■ RECORDS SHOWN ■
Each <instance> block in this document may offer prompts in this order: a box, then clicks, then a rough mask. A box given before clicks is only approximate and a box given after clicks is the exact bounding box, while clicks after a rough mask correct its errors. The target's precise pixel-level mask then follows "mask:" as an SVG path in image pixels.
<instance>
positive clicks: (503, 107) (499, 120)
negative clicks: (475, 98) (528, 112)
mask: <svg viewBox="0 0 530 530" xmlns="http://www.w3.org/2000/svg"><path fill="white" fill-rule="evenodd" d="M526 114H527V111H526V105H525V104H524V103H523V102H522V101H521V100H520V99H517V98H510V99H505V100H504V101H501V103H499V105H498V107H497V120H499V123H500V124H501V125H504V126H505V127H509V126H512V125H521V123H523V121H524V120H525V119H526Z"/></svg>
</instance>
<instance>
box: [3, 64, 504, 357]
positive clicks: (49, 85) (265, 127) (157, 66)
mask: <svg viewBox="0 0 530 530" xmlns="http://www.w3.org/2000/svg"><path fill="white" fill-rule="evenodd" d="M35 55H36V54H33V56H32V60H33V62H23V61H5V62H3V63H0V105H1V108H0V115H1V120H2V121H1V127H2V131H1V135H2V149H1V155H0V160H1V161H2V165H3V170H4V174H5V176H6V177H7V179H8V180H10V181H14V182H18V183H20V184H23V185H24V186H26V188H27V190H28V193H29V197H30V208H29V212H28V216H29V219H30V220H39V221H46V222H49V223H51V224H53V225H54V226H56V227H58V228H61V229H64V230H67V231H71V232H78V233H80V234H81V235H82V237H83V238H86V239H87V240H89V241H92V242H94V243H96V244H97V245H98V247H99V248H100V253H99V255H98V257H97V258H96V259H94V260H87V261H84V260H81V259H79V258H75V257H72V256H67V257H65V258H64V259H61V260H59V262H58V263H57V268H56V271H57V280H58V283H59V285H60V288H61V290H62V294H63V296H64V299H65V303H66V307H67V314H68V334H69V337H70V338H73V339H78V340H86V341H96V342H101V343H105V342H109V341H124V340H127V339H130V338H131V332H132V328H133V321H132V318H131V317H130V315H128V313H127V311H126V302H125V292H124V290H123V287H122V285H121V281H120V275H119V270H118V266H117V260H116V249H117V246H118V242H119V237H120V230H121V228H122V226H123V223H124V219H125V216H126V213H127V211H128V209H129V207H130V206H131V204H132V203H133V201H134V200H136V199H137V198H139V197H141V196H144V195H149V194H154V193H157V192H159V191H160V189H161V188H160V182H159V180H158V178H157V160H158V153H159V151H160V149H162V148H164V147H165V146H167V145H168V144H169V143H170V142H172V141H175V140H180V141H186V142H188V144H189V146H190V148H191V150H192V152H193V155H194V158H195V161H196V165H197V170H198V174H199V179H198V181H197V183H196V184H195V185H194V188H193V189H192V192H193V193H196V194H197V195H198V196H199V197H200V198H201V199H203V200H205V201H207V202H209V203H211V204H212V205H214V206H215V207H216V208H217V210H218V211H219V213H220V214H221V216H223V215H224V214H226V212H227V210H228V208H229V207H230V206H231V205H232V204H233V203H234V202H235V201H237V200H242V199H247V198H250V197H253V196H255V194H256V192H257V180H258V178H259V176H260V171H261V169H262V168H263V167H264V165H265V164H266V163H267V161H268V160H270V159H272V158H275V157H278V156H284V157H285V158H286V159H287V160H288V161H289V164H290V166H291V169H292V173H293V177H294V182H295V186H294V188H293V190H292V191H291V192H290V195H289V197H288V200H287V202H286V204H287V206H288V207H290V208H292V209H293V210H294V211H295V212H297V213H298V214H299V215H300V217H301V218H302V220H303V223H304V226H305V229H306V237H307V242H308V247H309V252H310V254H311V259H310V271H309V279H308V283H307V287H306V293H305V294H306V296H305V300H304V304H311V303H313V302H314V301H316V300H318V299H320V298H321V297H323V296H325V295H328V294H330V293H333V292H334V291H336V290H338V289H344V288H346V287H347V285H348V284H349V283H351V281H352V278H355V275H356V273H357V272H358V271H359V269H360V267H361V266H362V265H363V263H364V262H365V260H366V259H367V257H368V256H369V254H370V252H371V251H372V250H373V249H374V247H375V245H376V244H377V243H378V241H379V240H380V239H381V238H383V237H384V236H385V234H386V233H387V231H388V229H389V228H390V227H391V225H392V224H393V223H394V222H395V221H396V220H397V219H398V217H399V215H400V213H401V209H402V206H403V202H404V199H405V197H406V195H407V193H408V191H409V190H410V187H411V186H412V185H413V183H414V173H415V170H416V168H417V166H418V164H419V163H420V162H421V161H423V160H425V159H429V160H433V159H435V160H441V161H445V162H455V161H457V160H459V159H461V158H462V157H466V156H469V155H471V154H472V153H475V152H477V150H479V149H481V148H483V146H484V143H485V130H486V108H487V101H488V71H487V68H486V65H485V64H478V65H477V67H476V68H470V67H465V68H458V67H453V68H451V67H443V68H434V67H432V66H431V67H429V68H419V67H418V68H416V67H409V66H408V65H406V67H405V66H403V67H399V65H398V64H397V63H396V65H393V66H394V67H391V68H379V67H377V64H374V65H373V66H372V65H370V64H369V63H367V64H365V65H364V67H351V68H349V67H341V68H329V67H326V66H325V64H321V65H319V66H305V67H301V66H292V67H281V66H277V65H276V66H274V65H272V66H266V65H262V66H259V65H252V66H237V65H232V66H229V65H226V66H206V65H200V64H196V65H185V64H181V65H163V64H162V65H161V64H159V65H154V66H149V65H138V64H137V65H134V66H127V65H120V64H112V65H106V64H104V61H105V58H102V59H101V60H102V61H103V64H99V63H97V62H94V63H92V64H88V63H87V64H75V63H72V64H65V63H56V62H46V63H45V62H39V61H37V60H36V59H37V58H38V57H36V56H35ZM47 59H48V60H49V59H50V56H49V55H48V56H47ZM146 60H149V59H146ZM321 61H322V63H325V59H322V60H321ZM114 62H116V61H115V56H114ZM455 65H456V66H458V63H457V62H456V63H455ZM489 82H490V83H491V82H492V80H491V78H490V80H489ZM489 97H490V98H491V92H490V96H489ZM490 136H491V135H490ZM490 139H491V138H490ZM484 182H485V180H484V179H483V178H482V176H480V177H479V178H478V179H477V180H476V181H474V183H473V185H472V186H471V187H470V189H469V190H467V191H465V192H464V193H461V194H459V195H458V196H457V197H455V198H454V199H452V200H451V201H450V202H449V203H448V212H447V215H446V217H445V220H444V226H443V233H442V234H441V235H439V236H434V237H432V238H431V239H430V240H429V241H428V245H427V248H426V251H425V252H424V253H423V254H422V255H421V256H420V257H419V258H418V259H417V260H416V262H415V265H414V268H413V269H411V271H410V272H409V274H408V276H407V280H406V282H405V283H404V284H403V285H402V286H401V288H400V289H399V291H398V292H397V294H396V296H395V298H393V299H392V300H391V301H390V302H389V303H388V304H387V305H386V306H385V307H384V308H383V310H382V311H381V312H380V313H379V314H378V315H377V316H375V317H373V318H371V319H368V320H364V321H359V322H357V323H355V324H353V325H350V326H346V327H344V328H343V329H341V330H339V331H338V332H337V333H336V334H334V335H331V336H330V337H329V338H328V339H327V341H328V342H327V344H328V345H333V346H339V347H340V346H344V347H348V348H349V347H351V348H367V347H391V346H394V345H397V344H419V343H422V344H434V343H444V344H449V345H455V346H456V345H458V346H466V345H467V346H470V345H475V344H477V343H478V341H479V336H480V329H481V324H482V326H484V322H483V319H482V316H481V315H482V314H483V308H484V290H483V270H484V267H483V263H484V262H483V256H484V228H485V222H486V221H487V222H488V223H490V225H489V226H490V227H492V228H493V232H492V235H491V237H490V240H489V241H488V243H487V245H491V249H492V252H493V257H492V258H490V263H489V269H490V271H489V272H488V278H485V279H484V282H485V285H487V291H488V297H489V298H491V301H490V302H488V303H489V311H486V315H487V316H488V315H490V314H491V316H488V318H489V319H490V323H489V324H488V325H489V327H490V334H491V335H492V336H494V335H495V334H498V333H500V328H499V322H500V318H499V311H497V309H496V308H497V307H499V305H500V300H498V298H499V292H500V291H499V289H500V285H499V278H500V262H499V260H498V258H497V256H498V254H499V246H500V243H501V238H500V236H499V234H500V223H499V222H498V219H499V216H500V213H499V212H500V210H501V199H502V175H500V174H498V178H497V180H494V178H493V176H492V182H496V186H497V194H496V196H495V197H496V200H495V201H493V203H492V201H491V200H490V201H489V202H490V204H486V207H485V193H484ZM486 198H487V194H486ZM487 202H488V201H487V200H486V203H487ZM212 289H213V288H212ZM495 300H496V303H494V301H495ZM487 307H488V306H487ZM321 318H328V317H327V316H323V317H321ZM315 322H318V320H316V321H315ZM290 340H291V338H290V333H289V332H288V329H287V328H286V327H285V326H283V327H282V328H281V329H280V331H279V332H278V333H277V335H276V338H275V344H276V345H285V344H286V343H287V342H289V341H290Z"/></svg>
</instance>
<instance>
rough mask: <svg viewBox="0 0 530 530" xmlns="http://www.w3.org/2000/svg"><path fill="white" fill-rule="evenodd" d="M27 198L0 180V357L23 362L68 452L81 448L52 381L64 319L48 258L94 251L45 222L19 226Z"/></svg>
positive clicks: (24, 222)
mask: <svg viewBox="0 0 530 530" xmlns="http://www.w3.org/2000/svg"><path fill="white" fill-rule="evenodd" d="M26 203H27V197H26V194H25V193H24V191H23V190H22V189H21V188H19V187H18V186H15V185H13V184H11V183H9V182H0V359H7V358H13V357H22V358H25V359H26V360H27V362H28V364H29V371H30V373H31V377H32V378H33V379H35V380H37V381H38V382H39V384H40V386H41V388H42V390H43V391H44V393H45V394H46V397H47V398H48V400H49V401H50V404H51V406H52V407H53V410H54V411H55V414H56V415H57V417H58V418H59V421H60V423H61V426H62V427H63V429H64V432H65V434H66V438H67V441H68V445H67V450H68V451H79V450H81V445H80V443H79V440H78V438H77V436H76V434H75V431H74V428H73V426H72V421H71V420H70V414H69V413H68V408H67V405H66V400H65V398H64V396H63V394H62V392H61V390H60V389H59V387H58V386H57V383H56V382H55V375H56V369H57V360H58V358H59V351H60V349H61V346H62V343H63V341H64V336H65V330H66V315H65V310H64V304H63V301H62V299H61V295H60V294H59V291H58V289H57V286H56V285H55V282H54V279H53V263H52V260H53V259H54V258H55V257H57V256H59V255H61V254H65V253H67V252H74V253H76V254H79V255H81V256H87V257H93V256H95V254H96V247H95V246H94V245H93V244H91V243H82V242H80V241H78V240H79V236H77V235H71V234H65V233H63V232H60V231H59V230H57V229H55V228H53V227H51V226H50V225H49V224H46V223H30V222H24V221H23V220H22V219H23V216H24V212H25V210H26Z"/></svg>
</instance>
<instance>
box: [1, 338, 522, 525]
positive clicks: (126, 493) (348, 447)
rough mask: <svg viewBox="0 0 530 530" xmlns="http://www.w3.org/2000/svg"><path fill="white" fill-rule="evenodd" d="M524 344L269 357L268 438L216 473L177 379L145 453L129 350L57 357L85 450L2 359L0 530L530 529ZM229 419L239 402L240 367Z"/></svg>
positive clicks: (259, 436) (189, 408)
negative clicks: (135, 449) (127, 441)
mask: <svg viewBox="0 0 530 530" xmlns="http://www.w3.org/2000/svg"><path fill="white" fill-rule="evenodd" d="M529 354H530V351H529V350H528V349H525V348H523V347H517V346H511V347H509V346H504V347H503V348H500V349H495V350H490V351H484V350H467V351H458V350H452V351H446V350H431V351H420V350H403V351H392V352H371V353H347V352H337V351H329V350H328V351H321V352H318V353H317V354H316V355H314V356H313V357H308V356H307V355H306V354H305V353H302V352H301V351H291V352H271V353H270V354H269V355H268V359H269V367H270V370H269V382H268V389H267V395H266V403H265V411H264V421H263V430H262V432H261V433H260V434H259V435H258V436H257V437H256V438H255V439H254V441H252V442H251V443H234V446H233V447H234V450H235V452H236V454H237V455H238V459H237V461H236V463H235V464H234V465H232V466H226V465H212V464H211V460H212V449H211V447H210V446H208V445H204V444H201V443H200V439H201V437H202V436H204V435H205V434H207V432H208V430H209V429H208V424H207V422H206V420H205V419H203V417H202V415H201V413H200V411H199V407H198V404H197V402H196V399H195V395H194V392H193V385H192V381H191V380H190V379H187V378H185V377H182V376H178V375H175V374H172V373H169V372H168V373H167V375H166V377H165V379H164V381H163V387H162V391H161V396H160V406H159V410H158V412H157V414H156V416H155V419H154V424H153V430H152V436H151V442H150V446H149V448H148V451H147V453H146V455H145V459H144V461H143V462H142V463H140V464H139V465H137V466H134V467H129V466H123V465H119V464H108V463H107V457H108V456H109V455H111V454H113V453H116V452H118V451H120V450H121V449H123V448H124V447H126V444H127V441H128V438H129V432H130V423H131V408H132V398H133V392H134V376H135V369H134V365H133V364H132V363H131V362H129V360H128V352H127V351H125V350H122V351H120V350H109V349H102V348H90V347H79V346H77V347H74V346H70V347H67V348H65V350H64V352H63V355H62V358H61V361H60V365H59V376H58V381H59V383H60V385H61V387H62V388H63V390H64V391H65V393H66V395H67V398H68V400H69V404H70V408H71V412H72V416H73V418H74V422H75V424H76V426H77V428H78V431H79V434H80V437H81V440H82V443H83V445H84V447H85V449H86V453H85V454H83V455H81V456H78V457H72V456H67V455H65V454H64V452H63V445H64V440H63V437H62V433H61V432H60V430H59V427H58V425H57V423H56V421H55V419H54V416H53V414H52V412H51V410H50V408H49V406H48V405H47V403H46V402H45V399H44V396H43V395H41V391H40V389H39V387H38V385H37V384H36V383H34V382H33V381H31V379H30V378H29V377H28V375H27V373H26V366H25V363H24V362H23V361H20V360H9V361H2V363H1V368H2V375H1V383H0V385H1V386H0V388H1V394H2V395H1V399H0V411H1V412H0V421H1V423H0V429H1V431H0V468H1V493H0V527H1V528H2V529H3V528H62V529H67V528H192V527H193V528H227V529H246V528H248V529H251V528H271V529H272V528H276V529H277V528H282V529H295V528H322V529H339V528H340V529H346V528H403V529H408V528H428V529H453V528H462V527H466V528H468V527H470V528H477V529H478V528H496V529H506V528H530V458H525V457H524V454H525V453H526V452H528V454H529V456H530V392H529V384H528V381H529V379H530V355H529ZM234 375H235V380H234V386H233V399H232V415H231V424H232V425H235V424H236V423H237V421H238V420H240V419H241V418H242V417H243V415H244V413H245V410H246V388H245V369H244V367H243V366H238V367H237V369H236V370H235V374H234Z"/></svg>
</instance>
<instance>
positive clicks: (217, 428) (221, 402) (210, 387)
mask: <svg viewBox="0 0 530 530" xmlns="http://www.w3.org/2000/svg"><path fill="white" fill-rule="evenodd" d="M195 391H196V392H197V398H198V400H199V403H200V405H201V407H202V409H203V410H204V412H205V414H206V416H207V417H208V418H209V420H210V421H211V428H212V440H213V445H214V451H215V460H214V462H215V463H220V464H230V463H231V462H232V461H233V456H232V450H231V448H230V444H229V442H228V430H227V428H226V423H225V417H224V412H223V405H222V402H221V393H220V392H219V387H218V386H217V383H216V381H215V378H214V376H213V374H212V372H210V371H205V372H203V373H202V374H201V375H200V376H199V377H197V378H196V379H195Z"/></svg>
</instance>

■ EXERCISE DIRECTIONS ■
Above are the entries. Copy exactly the part that opens with the line containing "box: [1, 338, 522, 525]" and closes with the line containing "positive clicks: (259, 436) (189, 408)", and no more.

■ OUTPUT FOR THIS TASK ■
box: [1, 338, 522, 525]
positive clicks: (126, 493) (348, 447)
rough mask: <svg viewBox="0 0 530 530" xmlns="http://www.w3.org/2000/svg"><path fill="white" fill-rule="evenodd" d="M524 344L269 357L268 438L216 473L177 379L145 453L129 350L57 357L85 450L2 359L0 530L530 529ZM229 419L239 402L240 367Z"/></svg>
positive clicks: (259, 436) (189, 408)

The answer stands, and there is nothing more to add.